--- EXERCISE PROMPT ---
Copy each line of the data below that contains the word "pink". Case counts.
## start THE INPUT
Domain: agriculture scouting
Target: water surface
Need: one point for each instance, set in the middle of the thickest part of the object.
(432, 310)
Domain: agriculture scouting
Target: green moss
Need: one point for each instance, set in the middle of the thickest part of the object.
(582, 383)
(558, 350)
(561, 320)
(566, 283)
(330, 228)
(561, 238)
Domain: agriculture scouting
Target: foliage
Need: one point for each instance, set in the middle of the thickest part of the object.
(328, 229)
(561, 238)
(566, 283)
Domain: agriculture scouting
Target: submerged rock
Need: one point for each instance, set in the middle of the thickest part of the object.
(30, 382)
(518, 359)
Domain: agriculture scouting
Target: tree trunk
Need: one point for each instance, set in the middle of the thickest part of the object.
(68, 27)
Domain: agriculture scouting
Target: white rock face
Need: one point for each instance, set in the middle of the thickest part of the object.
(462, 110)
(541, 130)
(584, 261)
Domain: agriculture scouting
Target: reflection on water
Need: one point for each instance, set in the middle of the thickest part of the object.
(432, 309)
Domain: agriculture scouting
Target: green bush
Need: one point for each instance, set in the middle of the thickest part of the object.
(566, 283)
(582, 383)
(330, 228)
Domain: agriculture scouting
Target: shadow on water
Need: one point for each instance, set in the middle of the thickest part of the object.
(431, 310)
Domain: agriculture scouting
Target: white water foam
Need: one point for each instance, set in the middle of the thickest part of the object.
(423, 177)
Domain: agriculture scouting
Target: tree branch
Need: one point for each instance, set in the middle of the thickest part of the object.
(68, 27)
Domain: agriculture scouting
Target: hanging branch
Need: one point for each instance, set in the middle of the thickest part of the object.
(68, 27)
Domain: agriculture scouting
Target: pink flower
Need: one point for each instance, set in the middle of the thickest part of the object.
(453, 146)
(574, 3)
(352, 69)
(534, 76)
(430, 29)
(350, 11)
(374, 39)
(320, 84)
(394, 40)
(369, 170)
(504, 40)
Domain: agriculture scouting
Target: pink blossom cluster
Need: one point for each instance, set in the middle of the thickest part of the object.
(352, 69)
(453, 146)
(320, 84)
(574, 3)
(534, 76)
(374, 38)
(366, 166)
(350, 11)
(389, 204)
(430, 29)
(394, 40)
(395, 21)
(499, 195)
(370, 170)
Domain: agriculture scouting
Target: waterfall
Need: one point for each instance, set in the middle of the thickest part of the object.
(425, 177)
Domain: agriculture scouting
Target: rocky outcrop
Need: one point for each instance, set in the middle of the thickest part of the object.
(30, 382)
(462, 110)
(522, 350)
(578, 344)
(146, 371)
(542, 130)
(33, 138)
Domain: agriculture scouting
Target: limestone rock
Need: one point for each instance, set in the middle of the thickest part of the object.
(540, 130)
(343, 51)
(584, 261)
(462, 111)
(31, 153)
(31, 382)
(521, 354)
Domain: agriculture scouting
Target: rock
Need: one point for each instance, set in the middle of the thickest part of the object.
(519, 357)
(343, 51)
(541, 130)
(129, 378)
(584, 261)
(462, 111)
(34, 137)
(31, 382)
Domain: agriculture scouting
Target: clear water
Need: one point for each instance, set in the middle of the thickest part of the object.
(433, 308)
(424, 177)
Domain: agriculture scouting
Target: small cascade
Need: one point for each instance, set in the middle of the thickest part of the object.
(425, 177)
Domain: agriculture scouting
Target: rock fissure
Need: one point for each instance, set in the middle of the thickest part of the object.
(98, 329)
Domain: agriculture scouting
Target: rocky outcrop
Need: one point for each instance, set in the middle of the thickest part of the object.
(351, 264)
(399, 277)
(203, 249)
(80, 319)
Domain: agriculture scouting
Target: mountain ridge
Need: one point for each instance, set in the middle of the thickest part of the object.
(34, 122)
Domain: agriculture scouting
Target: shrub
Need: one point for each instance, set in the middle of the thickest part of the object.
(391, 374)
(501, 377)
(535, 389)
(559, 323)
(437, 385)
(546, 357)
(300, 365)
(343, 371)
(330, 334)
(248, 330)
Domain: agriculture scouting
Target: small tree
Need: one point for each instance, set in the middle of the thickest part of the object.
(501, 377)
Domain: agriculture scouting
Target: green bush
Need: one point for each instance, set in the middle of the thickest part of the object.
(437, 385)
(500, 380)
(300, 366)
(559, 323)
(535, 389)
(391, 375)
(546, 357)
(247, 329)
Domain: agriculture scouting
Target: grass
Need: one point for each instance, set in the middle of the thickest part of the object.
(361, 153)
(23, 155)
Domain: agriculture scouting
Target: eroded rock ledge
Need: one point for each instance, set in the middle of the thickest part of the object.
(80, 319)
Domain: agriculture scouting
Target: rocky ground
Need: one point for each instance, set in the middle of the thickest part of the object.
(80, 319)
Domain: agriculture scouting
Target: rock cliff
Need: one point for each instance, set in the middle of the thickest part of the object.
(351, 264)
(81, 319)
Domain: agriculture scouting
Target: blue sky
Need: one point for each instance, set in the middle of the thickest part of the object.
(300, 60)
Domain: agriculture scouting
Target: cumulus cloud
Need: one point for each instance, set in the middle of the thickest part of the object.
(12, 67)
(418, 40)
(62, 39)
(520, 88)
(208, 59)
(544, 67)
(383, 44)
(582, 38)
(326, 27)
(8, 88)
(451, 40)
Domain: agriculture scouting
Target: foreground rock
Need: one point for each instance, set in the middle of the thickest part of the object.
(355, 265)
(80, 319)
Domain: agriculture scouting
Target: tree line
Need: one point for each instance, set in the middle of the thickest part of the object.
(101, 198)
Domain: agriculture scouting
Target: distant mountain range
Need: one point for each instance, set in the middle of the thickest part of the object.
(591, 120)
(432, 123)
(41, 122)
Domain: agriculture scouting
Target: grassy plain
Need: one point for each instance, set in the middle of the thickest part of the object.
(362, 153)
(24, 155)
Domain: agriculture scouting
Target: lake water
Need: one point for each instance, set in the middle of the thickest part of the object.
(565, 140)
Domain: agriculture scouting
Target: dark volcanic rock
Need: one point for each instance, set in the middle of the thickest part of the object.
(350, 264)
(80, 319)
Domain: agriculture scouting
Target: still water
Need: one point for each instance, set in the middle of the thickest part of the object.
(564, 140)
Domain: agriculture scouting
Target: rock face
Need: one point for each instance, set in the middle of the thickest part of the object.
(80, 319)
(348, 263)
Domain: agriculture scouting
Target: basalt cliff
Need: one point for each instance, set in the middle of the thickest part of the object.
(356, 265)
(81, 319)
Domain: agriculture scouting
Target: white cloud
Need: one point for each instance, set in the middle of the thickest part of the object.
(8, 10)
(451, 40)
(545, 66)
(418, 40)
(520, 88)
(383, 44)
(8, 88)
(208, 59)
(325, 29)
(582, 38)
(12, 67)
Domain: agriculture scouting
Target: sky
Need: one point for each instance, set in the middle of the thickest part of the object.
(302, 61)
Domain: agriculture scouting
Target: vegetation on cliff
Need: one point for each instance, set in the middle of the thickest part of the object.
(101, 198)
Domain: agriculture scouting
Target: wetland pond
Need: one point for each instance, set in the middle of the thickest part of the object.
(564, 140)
## end THE INPUT
--- TASK SOLUTION ---
Target: pink flower
Target: pink blossom cluster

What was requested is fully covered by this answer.